Goal: In the passage about isolating Hamas, who is named as the head of the Palestinian Authority?

Document text:
#####
…[T]here were very good reasons for isolating Hamas and attempting to contain the Gaza Strip. True, the government in charge of Gaza is a headache for Israel. But it is no less of a nuisance to the legitimate representative of the Palestinians—the Palestinian Authority, headed by Mahmoud Abbas. Those who want to strengthen the parties of peace have a choice to make: Recognizing Hamas would signal that the Palestinian Authority could no longer claim to represent the people of Gaza. It would signal that the world is willing to work with a bully, with a group refusing to commit—even rhetorically—to the cause of peace, that it has given up on a better life for the Palestinians of Gaza.
Read the whole thing — it is subtle and insightful.
#####
Given information:
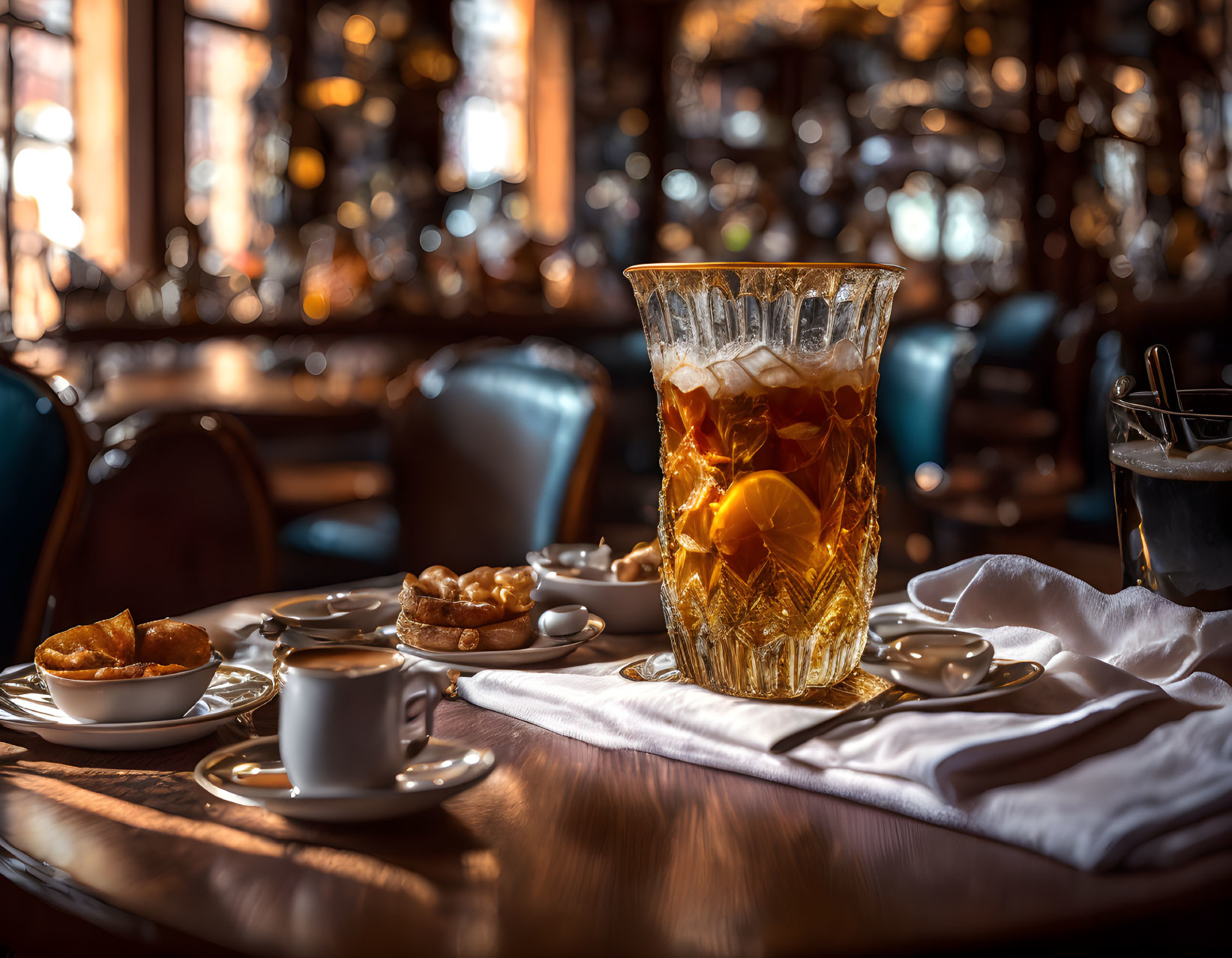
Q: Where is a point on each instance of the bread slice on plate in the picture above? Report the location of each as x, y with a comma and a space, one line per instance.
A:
#####
Task answer: Mahmoud Abbas